**ACTION ITEM:**
Every line below from the one containing "column 3, row 357" through the one containing "column 61, row 321" is to be printed exactly, with the pictures omitted.

**DATASET RECORDS:**
◆ ◆ ◆ ◆
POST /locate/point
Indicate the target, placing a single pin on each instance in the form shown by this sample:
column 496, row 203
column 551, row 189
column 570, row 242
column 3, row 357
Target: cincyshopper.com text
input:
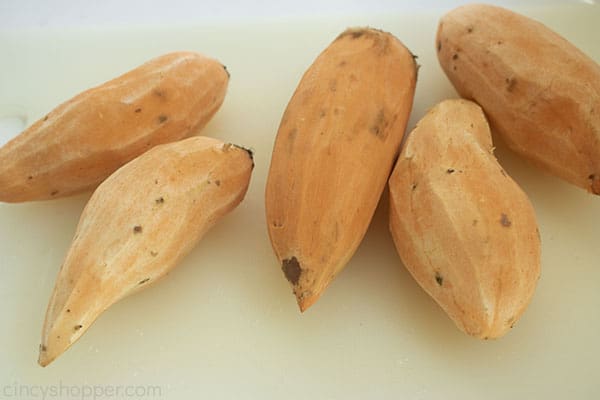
column 18, row 390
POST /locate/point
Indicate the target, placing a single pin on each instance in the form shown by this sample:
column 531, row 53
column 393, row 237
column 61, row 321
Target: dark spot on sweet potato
column 595, row 183
column 292, row 270
column 333, row 85
column 379, row 125
column 510, row 84
column 355, row 34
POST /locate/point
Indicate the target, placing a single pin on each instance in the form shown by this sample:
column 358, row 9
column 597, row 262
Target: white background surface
column 224, row 324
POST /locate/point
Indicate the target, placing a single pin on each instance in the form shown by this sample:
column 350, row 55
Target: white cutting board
column 224, row 324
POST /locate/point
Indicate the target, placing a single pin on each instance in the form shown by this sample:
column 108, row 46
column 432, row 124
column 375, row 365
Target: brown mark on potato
column 379, row 125
column 439, row 278
column 510, row 84
column 595, row 183
column 292, row 270
column 333, row 85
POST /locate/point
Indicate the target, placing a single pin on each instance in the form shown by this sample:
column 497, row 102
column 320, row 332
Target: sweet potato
column 82, row 141
column 463, row 228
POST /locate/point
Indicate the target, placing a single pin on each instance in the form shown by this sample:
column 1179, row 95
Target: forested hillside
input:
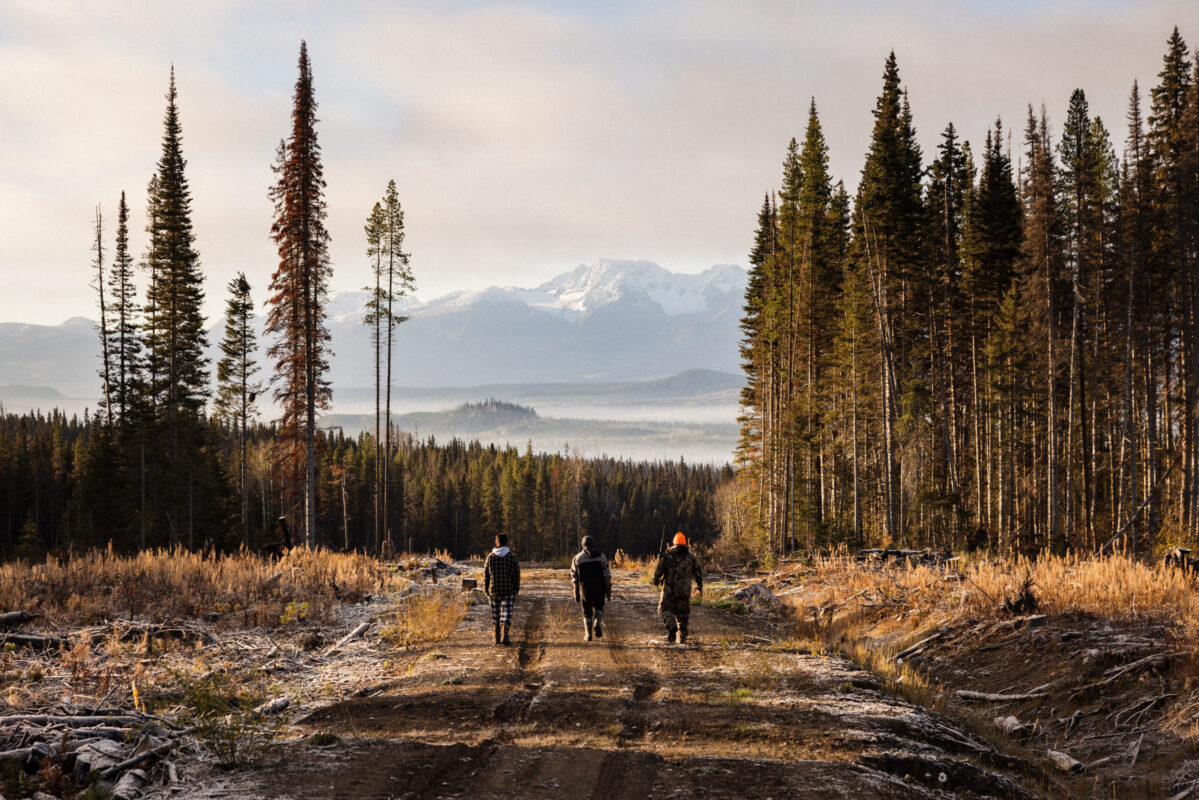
column 62, row 487
column 995, row 343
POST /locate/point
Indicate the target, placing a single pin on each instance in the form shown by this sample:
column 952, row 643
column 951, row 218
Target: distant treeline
column 993, row 343
column 61, row 488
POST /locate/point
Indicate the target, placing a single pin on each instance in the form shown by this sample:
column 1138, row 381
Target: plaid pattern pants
column 501, row 609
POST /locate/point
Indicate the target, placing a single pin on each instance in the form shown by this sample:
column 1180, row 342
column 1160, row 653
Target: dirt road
column 733, row 714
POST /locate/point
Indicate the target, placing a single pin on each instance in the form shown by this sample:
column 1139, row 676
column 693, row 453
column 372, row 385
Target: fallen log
column 987, row 697
column 131, row 786
column 154, row 752
column 1148, row 661
column 277, row 705
column 18, row 756
column 353, row 635
column 920, row 645
column 44, row 642
column 70, row 721
column 1065, row 762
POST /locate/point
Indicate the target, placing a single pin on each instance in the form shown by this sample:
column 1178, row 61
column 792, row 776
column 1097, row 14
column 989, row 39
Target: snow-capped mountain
column 592, row 286
column 610, row 320
column 603, row 320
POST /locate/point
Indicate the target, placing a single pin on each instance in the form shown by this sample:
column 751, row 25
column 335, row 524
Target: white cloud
column 524, row 138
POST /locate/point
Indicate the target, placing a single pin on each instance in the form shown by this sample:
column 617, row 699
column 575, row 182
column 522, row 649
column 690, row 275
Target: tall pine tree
column 300, row 295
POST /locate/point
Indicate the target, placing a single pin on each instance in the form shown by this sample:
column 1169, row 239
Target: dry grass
column 160, row 585
column 643, row 565
column 425, row 617
column 1113, row 588
column 872, row 611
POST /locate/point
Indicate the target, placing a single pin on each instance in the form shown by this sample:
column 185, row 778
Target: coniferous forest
column 992, row 344
column 168, row 461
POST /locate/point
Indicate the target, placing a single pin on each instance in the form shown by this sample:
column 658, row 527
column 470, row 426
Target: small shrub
column 324, row 739
column 220, row 708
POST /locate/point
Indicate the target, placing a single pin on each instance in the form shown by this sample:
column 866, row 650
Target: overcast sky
column 524, row 138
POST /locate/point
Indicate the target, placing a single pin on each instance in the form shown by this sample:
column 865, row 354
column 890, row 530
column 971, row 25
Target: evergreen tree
column 175, row 340
column 125, row 346
column 399, row 283
column 236, row 389
column 106, row 371
column 889, row 240
column 375, row 308
column 300, row 295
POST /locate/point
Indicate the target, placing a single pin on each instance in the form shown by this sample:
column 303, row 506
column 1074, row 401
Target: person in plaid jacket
column 501, row 582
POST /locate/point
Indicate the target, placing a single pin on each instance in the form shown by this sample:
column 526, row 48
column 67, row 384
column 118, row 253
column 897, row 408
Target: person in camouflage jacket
column 676, row 569
column 501, row 582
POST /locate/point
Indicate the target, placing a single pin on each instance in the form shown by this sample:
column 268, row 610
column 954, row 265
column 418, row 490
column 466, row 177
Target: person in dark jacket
column 676, row 569
column 501, row 582
column 592, row 585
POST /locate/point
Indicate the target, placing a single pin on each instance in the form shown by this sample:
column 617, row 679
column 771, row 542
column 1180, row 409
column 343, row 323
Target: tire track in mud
column 643, row 681
column 530, row 650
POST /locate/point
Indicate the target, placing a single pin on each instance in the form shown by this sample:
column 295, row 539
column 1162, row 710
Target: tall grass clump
column 425, row 617
column 843, row 595
column 241, row 589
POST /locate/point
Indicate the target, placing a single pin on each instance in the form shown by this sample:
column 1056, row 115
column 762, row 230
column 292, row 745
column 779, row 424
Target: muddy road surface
column 736, row 713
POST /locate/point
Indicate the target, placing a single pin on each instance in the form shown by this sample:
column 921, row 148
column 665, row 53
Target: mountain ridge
column 607, row 320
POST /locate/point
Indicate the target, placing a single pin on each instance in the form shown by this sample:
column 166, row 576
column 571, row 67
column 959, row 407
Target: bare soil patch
column 735, row 713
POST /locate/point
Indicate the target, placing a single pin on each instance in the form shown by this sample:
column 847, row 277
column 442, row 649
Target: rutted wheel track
column 643, row 683
column 530, row 650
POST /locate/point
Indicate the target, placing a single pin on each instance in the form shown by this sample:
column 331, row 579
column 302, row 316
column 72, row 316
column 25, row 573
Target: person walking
column 675, row 571
column 501, row 582
column 592, row 585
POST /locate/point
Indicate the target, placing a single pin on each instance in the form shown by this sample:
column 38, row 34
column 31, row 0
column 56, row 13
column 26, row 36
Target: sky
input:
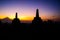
column 26, row 9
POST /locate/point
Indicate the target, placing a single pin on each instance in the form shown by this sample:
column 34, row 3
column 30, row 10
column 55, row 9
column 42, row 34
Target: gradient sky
column 26, row 9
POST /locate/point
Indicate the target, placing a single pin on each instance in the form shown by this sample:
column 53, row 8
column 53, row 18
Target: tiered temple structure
column 16, row 21
column 37, row 19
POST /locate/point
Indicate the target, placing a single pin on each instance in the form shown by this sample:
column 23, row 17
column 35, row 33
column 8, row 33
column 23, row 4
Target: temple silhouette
column 37, row 25
column 37, row 19
column 16, row 20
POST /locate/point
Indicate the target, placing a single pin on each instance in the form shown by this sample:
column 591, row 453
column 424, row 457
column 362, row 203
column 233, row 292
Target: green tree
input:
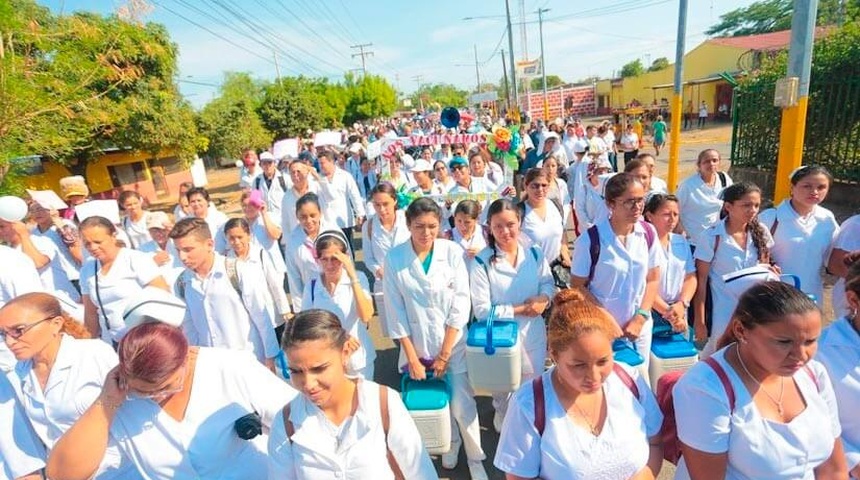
column 230, row 121
column 661, row 63
column 552, row 81
column 632, row 69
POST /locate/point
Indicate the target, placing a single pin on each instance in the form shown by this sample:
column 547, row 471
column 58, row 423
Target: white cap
column 12, row 208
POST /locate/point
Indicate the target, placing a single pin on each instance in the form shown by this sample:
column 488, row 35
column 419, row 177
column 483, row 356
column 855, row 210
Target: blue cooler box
column 427, row 403
column 494, row 362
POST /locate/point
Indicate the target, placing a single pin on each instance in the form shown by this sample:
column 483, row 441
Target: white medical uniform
column 342, row 201
column 678, row 264
column 569, row 451
column 21, row 451
column 227, row 385
column 848, row 239
column 730, row 257
column 342, row 303
column 545, row 232
column 216, row 316
column 137, row 232
column 504, row 285
column 74, row 383
column 813, row 235
column 756, row 447
column 421, row 306
column 289, row 222
column 131, row 271
column 315, row 452
column 620, row 275
column 700, row 205
column 839, row 352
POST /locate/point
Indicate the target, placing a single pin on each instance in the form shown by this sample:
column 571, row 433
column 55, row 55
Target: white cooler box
column 493, row 356
column 670, row 353
column 428, row 404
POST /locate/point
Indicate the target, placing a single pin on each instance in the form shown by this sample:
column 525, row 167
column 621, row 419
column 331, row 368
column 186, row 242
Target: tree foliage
column 632, row 69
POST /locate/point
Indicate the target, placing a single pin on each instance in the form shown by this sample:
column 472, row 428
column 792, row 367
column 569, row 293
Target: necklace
column 778, row 400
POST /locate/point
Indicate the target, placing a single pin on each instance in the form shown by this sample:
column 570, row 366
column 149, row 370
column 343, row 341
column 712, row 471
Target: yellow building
column 705, row 70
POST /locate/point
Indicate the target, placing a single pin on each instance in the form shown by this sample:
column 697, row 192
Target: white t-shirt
column 130, row 273
column 567, row 450
column 756, row 447
column 813, row 235
column 839, row 352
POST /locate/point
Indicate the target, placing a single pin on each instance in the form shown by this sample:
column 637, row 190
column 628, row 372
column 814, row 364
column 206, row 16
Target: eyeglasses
column 20, row 330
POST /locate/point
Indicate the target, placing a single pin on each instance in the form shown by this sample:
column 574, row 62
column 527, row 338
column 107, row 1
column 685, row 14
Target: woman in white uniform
column 699, row 195
column 738, row 241
column 176, row 412
column 339, row 425
column 340, row 289
column 761, row 406
column 625, row 276
column 300, row 255
column 801, row 224
column 839, row 352
column 678, row 276
column 543, row 222
column 113, row 275
column 59, row 373
column 426, row 287
column 379, row 234
column 587, row 417
column 516, row 280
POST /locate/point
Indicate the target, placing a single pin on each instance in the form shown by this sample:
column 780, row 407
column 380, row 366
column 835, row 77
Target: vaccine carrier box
column 670, row 353
column 428, row 404
column 493, row 356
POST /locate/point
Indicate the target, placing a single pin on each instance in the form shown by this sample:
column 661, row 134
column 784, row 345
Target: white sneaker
column 476, row 470
column 452, row 456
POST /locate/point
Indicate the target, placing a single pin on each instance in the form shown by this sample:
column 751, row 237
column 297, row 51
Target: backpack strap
column 593, row 251
column 626, row 379
column 386, row 421
column 540, row 405
column 724, row 379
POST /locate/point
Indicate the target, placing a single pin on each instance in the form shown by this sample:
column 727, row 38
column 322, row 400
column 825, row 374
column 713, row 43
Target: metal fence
column 832, row 135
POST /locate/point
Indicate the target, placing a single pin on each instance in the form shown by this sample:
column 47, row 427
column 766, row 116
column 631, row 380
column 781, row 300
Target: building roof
column 765, row 41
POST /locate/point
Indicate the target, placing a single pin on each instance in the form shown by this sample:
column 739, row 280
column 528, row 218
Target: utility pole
column 361, row 53
column 516, row 105
column 543, row 65
column 677, row 98
column 793, row 126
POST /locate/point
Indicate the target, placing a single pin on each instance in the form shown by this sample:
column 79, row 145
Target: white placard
column 47, row 199
column 288, row 147
column 98, row 208
column 327, row 138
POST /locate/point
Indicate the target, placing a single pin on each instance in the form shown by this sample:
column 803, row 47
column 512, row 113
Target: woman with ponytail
column 60, row 370
column 737, row 242
column 517, row 281
column 587, row 417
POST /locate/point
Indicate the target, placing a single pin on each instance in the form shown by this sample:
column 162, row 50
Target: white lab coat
column 839, row 352
column 227, row 385
column 217, row 317
column 313, row 451
column 74, row 383
column 812, row 235
column 21, row 452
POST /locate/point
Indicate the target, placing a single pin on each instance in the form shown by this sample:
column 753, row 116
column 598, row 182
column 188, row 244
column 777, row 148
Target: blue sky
column 429, row 39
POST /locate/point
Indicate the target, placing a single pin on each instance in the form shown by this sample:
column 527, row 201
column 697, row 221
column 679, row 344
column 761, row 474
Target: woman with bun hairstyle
column 839, row 352
column 342, row 290
column 60, row 371
column 587, row 417
column 175, row 411
column 339, row 423
column 517, row 282
column 761, row 406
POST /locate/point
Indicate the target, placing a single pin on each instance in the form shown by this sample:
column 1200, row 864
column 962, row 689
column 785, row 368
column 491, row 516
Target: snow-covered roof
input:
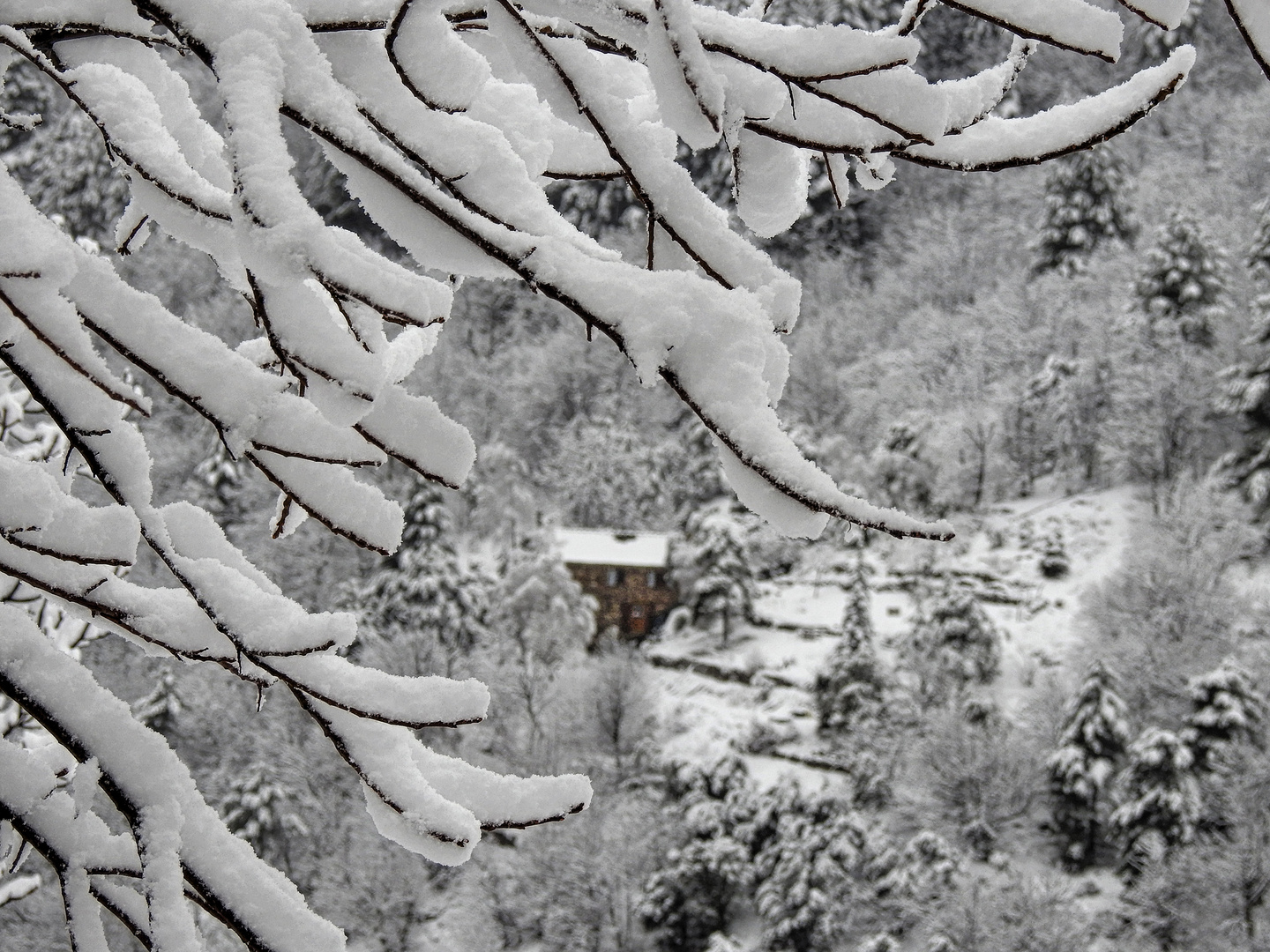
column 615, row 547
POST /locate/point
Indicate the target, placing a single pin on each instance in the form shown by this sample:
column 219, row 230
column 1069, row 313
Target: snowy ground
column 707, row 718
◆ ◆ ◆ ◆
**TASK RESULT:**
column 3, row 357
Target: cincyshopper.com text
input:
column 18, row 390
POST /locate/point
Indicate the target, placing a single pin on each instance in the form shown by this sample:
column 531, row 53
column 393, row 237
column 61, row 321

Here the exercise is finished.